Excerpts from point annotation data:

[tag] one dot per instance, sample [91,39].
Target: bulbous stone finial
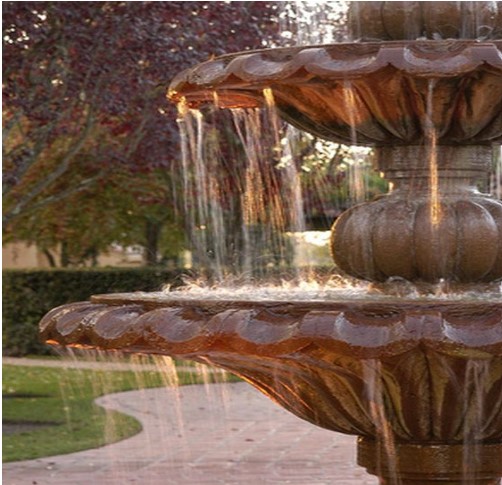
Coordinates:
[397,235]
[426,20]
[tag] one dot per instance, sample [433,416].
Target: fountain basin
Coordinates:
[369,93]
[318,359]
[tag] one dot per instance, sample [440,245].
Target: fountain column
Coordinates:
[435,224]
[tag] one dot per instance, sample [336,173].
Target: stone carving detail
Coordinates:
[380,88]
[321,361]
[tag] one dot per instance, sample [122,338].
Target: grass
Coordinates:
[61,400]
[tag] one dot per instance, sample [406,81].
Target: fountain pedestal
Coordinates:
[435,225]
[419,380]
[435,464]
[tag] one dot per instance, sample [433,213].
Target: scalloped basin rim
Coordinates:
[421,57]
[360,303]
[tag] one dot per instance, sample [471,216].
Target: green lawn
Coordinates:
[63,400]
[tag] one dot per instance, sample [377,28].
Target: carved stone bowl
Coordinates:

Written task >>
Please recast all the rows above as a numbered list, one line per item, skipping blank lines and leaving the pictures out.

Output for this task >>
1. [tag] one dot per instance, sample [91,39].
2. Target: bulbous stone finial
3. Coordinates:
4. [397,235]
5. [426,20]
6. [tag] one dot per instance, sample [433,416].
7. Target: fountain basin
8. Coordinates:
9. [369,93]
10. [318,359]
11. [tag] one dot per instance, sample [440,245].
12. Target: fountain column
13. Coordinates:
14. [435,224]
15. [tag] one dot per instance, sample [336,173].
16. Target: stone carving detail
17. Coordinates:
18. [380,88]
19. [321,361]
20. [tag] one dot per instance, sample [122,338].
21. Target: grass
22. Coordinates:
23. [61,400]
24. [tag] one dot per instance, sample [406,81].
25. Target: fountain pedestal
26. Coordinates:
27. [435,225]
28. [419,380]
29. [435,464]
30. [tag] one dot per instance, sample [433,213].
31. Target: scalloped basin rim
32. Coordinates:
33. [421,57]
34. [360,303]
35. [tag] one dot per instance, sample [471,216].
36. Target: green lawn
37. Coordinates:
38. [63,400]
39. [tag] one dot per instance, sample [377,28].
40. Target: carved stone bowl
41. Coordinates:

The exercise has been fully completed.